§ **What the task requires**: Reproduce verbatim the rows from the line with "Each <instance> block" to the line with "positive clicks: (121, 508)", both included, and nothing else.

§ **Dataset records**:
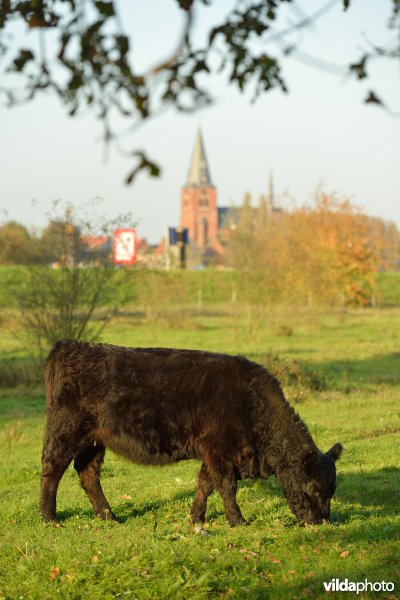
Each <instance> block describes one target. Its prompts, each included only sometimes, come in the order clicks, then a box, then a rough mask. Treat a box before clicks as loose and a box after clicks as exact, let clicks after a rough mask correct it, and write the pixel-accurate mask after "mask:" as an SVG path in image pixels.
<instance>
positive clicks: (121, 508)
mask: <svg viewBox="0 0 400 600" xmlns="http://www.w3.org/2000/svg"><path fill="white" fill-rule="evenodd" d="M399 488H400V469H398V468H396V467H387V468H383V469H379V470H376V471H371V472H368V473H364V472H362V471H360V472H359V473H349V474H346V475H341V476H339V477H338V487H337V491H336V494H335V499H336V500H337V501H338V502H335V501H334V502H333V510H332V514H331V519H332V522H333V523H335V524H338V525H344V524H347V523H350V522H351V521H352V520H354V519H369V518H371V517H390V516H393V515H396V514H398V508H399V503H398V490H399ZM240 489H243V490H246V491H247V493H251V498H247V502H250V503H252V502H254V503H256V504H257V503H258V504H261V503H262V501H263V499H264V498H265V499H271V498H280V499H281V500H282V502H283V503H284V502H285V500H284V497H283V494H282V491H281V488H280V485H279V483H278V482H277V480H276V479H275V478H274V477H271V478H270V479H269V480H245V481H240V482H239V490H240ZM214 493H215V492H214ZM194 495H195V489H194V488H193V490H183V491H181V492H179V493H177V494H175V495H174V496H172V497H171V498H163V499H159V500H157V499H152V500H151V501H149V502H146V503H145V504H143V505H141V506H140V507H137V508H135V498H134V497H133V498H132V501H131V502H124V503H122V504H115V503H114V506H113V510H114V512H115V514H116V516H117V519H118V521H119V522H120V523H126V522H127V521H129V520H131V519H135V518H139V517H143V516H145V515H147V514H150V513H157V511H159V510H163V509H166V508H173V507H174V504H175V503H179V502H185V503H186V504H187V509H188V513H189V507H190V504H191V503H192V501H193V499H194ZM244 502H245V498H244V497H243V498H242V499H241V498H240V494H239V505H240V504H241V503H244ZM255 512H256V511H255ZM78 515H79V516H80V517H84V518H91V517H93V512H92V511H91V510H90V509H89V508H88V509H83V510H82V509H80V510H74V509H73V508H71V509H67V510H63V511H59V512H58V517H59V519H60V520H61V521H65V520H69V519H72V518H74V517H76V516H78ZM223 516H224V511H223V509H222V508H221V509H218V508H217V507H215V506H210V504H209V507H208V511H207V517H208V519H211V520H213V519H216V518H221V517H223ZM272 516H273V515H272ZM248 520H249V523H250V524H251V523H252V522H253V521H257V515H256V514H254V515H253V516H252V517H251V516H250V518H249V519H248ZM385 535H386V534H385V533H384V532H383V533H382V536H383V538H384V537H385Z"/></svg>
--
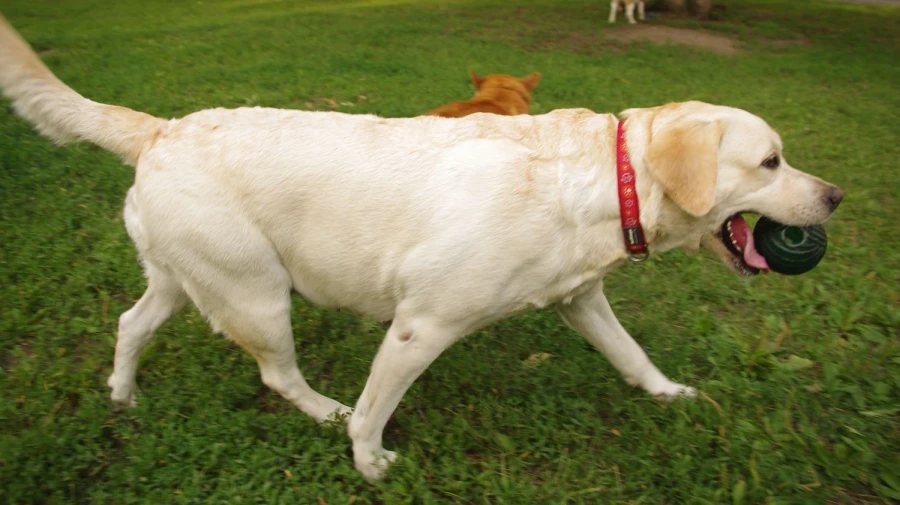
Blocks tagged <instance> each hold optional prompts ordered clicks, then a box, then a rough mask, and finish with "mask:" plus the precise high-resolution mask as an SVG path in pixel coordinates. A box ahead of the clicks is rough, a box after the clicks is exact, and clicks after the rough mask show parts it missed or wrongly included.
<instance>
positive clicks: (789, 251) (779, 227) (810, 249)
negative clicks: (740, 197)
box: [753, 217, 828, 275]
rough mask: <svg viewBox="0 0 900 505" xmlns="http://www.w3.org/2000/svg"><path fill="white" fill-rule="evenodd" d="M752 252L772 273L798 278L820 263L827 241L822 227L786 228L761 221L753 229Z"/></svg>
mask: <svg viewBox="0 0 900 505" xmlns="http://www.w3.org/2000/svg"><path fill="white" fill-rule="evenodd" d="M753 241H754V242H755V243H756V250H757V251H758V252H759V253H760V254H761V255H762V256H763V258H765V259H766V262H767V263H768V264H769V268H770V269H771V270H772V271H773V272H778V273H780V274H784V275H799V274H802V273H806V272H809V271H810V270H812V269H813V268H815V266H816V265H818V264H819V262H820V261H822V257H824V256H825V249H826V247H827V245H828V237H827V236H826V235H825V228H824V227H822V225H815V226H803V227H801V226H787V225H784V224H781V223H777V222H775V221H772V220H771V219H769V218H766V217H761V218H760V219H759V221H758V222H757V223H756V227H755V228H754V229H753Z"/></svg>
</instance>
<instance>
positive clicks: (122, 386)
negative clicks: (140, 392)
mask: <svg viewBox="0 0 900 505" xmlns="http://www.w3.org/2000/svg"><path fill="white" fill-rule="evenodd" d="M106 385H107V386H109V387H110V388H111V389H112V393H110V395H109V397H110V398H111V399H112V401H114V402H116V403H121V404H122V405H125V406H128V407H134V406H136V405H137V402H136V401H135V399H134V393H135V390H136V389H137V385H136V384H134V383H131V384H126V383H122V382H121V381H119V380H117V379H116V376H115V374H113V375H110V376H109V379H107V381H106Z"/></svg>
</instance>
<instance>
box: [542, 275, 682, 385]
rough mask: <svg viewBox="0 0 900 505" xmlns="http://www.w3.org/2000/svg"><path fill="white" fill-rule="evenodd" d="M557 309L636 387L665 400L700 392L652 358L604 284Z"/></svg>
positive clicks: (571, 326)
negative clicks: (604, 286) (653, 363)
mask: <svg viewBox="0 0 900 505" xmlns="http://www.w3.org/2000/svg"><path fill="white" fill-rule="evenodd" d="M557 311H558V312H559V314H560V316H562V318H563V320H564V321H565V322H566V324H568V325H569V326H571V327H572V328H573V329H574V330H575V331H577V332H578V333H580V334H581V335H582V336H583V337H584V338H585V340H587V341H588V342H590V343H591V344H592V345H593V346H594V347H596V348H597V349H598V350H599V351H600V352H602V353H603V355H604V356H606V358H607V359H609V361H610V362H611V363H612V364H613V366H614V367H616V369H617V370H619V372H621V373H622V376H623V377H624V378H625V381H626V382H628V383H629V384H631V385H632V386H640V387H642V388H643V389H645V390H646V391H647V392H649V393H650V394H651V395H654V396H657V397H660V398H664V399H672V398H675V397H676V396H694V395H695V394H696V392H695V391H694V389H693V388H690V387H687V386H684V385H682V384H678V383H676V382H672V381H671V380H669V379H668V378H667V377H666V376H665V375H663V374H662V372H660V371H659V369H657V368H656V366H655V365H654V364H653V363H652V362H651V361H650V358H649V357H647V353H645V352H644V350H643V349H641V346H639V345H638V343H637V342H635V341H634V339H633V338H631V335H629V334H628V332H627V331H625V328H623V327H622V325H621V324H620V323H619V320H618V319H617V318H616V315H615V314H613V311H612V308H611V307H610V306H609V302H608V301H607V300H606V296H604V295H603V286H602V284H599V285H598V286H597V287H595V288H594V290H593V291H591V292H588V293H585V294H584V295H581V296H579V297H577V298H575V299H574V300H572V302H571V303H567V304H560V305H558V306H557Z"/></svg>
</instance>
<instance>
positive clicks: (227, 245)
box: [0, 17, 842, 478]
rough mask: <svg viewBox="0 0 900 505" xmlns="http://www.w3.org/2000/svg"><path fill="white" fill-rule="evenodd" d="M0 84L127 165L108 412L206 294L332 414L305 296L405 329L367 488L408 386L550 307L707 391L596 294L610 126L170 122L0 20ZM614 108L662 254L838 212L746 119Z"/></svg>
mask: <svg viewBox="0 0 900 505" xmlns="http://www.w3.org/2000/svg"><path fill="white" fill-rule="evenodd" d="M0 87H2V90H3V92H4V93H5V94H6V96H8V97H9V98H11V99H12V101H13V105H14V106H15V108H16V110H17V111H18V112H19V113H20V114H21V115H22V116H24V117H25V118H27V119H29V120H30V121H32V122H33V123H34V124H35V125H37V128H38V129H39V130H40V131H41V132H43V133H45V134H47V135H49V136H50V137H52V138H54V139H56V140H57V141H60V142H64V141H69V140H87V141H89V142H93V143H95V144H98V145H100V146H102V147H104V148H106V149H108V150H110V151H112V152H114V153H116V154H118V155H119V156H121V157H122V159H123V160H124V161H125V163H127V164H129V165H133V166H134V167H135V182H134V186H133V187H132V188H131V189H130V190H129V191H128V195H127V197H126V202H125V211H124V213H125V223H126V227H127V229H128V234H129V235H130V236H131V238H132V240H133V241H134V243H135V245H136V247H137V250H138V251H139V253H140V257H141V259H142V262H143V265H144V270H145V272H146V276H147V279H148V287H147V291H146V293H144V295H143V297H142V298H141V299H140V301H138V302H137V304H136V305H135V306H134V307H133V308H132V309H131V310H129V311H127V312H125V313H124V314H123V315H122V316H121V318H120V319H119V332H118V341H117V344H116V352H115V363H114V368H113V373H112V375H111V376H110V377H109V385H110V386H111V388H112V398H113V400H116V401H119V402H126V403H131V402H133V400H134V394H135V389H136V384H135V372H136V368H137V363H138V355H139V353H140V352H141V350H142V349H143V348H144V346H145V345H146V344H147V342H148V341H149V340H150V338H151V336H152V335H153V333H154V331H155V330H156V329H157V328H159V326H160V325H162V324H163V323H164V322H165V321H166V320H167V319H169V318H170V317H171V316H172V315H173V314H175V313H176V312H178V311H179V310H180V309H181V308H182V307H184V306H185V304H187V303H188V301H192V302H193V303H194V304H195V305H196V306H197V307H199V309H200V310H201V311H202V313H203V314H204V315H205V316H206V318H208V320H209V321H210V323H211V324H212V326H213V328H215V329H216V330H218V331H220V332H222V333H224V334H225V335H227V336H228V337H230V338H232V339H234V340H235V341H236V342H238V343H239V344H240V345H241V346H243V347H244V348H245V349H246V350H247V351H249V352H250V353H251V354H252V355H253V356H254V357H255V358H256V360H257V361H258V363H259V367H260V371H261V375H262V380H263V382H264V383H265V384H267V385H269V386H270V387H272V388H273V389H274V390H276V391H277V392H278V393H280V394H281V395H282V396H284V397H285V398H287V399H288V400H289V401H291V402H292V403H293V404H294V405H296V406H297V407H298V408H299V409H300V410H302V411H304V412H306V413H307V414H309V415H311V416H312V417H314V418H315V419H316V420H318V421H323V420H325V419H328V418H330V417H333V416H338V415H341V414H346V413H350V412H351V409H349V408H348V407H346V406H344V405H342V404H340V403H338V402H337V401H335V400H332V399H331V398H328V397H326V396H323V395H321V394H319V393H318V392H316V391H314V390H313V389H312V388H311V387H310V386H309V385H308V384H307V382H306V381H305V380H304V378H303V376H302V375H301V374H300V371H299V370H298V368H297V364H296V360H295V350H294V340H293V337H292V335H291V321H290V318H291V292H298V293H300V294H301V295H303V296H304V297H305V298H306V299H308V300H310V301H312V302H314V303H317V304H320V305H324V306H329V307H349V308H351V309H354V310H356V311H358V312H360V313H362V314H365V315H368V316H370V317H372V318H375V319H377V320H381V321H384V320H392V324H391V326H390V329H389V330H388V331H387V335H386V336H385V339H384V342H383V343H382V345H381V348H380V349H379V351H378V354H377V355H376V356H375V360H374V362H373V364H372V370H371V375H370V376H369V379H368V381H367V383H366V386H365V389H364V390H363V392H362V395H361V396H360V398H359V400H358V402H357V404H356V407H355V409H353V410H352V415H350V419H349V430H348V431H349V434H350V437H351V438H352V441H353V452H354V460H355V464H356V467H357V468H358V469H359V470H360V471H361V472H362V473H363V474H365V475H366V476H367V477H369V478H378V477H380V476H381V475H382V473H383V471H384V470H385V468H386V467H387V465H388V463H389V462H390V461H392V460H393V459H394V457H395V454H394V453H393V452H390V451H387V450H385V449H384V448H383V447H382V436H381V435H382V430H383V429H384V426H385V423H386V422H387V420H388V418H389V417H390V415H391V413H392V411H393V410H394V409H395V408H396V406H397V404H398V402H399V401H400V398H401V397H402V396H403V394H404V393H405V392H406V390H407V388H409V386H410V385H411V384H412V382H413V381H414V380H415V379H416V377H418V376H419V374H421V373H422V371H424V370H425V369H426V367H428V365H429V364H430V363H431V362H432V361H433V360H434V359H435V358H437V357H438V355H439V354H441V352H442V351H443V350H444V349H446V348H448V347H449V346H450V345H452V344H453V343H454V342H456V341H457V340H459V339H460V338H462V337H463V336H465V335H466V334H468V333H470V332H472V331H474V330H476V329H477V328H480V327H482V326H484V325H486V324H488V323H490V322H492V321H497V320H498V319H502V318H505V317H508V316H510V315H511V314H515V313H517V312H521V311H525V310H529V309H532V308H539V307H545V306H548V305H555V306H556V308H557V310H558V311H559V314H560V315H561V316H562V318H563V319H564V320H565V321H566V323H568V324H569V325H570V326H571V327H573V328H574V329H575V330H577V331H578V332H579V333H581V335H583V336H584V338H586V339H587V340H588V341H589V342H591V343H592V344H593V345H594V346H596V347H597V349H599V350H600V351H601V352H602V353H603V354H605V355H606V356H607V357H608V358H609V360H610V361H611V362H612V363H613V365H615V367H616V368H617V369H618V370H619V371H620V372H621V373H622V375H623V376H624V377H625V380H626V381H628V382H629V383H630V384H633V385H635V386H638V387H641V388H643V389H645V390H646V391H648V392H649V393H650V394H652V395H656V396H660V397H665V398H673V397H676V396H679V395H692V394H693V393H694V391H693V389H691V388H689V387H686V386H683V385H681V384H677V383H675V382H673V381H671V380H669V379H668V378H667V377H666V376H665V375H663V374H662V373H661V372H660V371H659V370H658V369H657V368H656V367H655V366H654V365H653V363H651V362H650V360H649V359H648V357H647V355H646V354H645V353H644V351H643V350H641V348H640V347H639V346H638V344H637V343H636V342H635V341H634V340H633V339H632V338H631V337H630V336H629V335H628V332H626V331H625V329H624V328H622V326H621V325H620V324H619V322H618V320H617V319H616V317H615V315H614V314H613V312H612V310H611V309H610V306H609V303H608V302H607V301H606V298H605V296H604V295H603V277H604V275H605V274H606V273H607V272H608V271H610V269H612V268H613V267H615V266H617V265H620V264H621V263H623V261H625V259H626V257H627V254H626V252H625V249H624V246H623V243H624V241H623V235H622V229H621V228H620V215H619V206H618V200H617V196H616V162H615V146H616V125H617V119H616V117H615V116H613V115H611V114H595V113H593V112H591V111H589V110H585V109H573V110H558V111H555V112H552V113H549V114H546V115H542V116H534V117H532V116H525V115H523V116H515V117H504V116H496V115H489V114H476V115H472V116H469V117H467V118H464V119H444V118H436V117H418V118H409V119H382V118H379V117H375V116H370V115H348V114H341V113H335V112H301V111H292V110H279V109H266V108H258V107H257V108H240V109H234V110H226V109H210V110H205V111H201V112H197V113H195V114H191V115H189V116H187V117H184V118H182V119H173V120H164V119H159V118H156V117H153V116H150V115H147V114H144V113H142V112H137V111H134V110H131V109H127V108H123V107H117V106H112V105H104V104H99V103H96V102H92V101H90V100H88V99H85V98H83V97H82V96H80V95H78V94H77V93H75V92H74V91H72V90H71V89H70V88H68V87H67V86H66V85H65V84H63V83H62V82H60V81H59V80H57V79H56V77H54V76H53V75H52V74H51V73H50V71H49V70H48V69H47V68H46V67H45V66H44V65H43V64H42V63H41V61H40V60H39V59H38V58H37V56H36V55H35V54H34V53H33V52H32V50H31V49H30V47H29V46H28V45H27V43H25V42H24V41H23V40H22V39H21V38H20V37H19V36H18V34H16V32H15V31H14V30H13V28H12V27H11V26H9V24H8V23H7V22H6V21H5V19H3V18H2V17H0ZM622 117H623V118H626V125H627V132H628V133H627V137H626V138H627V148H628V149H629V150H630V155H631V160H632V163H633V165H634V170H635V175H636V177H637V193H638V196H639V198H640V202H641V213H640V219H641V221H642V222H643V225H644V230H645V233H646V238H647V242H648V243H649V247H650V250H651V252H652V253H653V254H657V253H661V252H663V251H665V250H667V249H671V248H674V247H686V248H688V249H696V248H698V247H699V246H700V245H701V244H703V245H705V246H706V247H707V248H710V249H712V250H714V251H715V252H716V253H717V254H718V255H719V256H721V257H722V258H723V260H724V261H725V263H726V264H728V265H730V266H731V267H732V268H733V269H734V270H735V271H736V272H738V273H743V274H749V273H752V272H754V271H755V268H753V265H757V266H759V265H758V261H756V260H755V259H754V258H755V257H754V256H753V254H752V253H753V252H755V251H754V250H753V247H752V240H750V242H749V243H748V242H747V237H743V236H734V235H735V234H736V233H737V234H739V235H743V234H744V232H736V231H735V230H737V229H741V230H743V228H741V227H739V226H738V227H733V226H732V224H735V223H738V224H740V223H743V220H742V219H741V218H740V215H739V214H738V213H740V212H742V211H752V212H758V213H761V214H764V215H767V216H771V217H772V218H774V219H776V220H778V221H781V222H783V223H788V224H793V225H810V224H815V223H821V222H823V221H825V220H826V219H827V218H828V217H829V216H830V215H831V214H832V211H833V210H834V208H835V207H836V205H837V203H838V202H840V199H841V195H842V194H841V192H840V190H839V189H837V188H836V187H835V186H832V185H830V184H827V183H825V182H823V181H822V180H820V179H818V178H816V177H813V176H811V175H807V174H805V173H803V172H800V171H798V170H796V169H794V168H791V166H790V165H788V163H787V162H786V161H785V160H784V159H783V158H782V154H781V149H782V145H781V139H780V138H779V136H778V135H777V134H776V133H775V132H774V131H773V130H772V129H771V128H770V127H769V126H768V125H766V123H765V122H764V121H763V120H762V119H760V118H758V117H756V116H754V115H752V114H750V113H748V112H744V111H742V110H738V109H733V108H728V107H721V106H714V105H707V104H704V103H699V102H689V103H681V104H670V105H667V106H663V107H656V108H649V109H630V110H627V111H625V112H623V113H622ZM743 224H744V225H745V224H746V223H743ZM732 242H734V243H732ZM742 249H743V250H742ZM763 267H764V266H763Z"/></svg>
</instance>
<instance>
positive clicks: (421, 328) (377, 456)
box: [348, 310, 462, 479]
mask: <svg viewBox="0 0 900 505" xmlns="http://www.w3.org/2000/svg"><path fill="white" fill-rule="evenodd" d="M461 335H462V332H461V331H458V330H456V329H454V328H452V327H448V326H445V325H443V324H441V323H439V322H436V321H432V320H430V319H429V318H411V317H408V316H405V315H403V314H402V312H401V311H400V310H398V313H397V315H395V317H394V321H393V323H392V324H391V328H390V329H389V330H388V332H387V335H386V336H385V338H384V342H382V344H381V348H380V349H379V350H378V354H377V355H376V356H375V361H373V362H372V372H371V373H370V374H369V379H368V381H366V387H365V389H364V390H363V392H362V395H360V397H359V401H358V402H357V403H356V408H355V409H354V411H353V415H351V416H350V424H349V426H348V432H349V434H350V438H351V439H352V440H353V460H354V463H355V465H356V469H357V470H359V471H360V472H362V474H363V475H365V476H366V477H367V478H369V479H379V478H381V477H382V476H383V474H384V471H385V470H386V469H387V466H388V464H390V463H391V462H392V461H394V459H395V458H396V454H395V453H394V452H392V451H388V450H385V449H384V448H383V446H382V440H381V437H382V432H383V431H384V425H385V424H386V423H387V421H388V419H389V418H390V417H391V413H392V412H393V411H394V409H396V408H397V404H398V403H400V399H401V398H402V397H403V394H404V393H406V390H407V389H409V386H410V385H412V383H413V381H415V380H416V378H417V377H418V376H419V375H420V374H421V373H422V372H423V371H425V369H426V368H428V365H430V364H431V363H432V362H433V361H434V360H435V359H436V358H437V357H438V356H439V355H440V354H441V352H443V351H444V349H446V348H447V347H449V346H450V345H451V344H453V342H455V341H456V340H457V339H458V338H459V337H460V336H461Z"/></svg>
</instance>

§ **Answer**:
Each <instance> block describes one target. Its prompts, each included only sometimes, come in the order clicks, then a box, then a rough mask. Treat a box before clicks as loose and a box after clicks as exact, let clicks after a rough mask correct it, and write the pixel-accurate mask after "mask:" as an SVG path in image pixels.
<instance>
positive clicks: (121, 508)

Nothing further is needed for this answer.